§ **Your task**
Please convert each line of the rows below into a JSON list of strings, one string per line, and leave out any blank lines.

____________

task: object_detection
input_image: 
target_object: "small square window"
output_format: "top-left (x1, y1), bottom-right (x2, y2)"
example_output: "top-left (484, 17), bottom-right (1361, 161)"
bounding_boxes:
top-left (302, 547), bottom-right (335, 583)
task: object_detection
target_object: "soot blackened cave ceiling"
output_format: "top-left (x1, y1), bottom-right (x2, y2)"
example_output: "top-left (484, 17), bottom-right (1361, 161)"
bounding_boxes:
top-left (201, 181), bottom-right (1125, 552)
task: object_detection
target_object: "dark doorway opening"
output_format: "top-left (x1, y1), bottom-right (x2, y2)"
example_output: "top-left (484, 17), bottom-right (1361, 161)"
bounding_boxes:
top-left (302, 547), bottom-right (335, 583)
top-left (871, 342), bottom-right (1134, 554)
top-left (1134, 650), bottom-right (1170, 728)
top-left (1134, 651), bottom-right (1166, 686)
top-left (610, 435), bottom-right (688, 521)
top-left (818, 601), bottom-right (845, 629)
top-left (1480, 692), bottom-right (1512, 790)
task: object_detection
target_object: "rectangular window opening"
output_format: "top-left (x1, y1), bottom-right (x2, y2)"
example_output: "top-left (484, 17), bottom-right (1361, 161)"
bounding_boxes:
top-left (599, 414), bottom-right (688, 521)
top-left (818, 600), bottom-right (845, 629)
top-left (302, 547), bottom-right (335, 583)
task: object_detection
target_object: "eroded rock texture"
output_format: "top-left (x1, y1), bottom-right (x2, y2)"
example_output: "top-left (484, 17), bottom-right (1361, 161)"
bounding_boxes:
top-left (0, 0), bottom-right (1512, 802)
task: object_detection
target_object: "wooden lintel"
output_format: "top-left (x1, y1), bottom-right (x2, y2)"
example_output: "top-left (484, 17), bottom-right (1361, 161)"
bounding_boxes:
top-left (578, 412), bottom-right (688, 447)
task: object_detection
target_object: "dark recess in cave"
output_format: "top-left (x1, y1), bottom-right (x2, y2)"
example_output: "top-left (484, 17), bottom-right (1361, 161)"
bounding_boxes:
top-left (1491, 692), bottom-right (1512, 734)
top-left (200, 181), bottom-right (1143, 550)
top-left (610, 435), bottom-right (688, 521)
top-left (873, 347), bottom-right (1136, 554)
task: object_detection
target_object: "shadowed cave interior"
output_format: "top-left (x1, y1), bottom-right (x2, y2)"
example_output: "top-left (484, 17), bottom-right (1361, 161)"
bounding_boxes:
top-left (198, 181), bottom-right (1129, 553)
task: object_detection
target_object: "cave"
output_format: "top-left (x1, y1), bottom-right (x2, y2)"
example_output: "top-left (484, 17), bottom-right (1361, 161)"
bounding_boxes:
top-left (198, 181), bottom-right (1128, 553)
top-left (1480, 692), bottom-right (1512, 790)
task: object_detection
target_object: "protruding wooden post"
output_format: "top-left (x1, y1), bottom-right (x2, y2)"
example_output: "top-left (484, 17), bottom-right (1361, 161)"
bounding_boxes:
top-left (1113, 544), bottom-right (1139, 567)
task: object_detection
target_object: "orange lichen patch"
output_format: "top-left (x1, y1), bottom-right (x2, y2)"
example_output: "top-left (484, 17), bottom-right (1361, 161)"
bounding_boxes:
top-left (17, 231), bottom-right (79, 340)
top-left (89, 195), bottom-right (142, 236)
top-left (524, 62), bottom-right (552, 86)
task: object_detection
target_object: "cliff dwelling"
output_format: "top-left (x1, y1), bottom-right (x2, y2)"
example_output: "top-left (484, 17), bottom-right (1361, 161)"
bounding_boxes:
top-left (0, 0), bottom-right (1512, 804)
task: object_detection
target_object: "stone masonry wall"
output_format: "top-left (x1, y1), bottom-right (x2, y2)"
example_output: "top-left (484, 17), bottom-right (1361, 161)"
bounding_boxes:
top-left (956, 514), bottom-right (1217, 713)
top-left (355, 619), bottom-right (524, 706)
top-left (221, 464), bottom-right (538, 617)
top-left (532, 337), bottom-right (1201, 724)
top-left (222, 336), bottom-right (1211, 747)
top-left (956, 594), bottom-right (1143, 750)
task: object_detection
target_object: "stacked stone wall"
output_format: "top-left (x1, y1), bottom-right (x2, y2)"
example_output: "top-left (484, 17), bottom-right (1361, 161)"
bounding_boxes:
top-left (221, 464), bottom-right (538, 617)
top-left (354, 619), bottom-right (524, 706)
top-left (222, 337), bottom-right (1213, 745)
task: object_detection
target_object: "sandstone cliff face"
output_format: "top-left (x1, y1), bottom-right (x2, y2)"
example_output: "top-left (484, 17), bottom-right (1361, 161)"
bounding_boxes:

____________

§ **Written solution**
[
  "task: object_detection",
  "input_image: ",
  "target_object: \"small square window\"",
  "output_format: \"top-left (x1, y1), bottom-right (x2, y2)\"",
  "example_output: \"top-left (484, 17), bottom-right (1361, 161)\"",
  "bounding_boxes:",
  "top-left (302, 547), bottom-right (335, 583)",
  "task: object_detection",
  "target_object: \"soot blackened cave ceiling\"",
  "output_format: \"top-left (x1, y1), bottom-right (x2, y2)\"",
  "example_output: \"top-left (484, 17), bottom-right (1361, 161)\"",
  "bounding_boxes:",
  "top-left (201, 181), bottom-right (1125, 552)",
  "task: object_detection",
  "target_object: \"dark doorway opening\"",
  "output_format: \"top-left (x1, y1), bottom-right (x2, y2)\"",
  "example_output: \"top-left (484, 17), bottom-right (1361, 161)\"",
  "bounding_boxes:",
  "top-left (302, 547), bottom-right (335, 583)",
  "top-left (871, 342), bottom-right (1134, 554)",
  "top-left (1134, 650), bottom-right (1170, 728)",
  "top-left (1134, 651), bottom-right (1166, 686)",
  "top-left (610, 435), bottom-right (688, 521)",
  "top-left (818, 601), bottom-right (845, 629)",
  "top-left (1480, 692), bottom-right (1512, 790)",
  "task: object_detection",
  "target_object: \"rectangular window opening\"",
  "output_format: \"top-left (x1, y1), bottom-right (x2, y2)\"",
  "example_output: \"top-left (484, 17), bottom-right (1361, 161)\"",
  "bounding_boxes:",
  "top-left (599, 414), bottom-right (688, 521)",
  "top-left (818, 600), bottom-right (845, 629)",
  "top-left (302, 547), bottom-right (335, 583)",
  "task: object_detection",
  "target_object: \"eroded rock texture\"",
  "output_format: \"top-left (x1, y1), bottom-right (x2, y2)\"",
  "example_output: \"top-left (484, 17), bottom-right (1361, 161)\"",
  "bounding_boxes:",
  "top-left (0, 0), bottom-right (1512, 802)",
  "task: object_detection",
  "target_object: \"wooden lintel\"",
  "output_format: \"top-left (x1, y1), bottom-right (x2, y2)\"",
  "example_output: \"top-left (484, 17), bottom-right (1361, 161)\"",
  "bounding_boxes:",
  "top-left (578, 412), bottom-right (688, 447)",
  "task: object_detection",
  "target_object: \"dark recess in cave\"",
  "output_format: \"top-left (x1, y1), bottom-right (x2, y2)\"",
  "example_output: \"top-left (484, 17), bottom-right (1361, 161)\"",
  "bounding_boxes:",
  "top-left (1491, 692), bottom-right (1512, 734)",
  "top-left (200, 181), bottom-right (1143, 550)",
  "top-left (610, 435), bottom-right (688, 521)",
  "top-left (873, 347), bottom-right (1136, 554)",
  "task: object_detection",
  "target_object: \"shadowed cave interior\"",
  "output_format: \"top-left (x1, y1), bottom-right (x2, y2)\"",
  "example_output: \"top-left (484, 17), bottom-right (1361, 161)\"",
  "bounding_boxes:",
  "top-left (198, 181), bottom-right (1129, 553)",
  "task: object_detection",
  "target_object: \"cave\"",
  "output_format: \"top-left (x1, y1), bottom-right (x2, y2)\"",
  "example_output: \"top-left (484, 17), bottom-right (1361, 161)\"",
  "bounding_boxes:",
  "top-left (198, 181), bottom-right (1128, 553)",
  "top-left (1480, 692), bottom-right (1512, 790)",
  "task: object_detection",
  "target_object: \"protruding wooden post\"",
  "output_format: \"top-left (x1, y1), bottom-right (x2, y2)\"",
  "example_output: \"top-left (484, 17), bottom-right (1361, 161)\"",
  "bounding_boxes:",
  "top-left (1113, 544), bottom-right (1139, 567)",
  "task: object_detection",
  "target_object: \"orange lichen patch\"",
  "output_format: \"top-left (x1, y1), bottom-right (x2, y2)\"",
  "example_output: \"top-left (484, 17), bottom-right (1361, 161)\"",
  "bounding_boxes:",
  "top-left (17, 231), bottom-right (79, 340)",
  "top-left (89, 195), bottom-right (142, 236)",
  "top-left (524, 62), bottom-right (552, 86)",
  "task: object_detection",
  "target_object: \"cliff dwelling\"",
  "output_format: \"top-left (x1, y1), bottom-right (x2, y2)\"",
  "example_output: \"top-left (484, 17), bottom-right (1361, 161)\"",
  "bounding_boxes:",
  "top-left (0, 0), bottom-right (1512, 804)",
  "task: object_detection",
  "target_object: \"stone masonry wall\"",
  "output_format: \"top-left (x1, y1), bottom-right (x2, y2)\"",
  "example_output: \"top-left (484, 17), bottom-right (1361, 161)\"",
  "bounding_boxes:",
  "top-left (956, 514), bottom-right (1217, 713)",
  "top-left (355, 619), bottom-right (524, 706)",
  "top-left (221, 464), bottom-right (538, 617)",
  "top-left (532, 337), bottom-right (1201, 724)",
  "top-left (222, 336), bottom-right (1211, 747)",
  "top-left (956, 594), bottom-right (1143, 750)",
  "task: object_detection",
  "target_object: \"stacked stone wall\"",
  "output_format: \"top-left (x1, y1), bottom-right (x2, y2)\"",
  "example_output: \"top-left (484, 17), bottom-right (1361, 161)\"",
  "bounding_boxes:",
  "top-left (221, 464), bottom-right (538, 617)",
  "top-left (354, 619), bottom-right (524, 706)",
  "top-left (222, 337), bottom-right (1213, 745)",
  "task: object_detection",
  "target_object: \"sandstone cliff face\"",
  "output_format: \"top-left (x1, y1), bottom-right (x2, y2)\"",
  "example_output: \"top-left (484, 17), bottom-right (1361, 161)\"",
  "bounding_boxes:"
]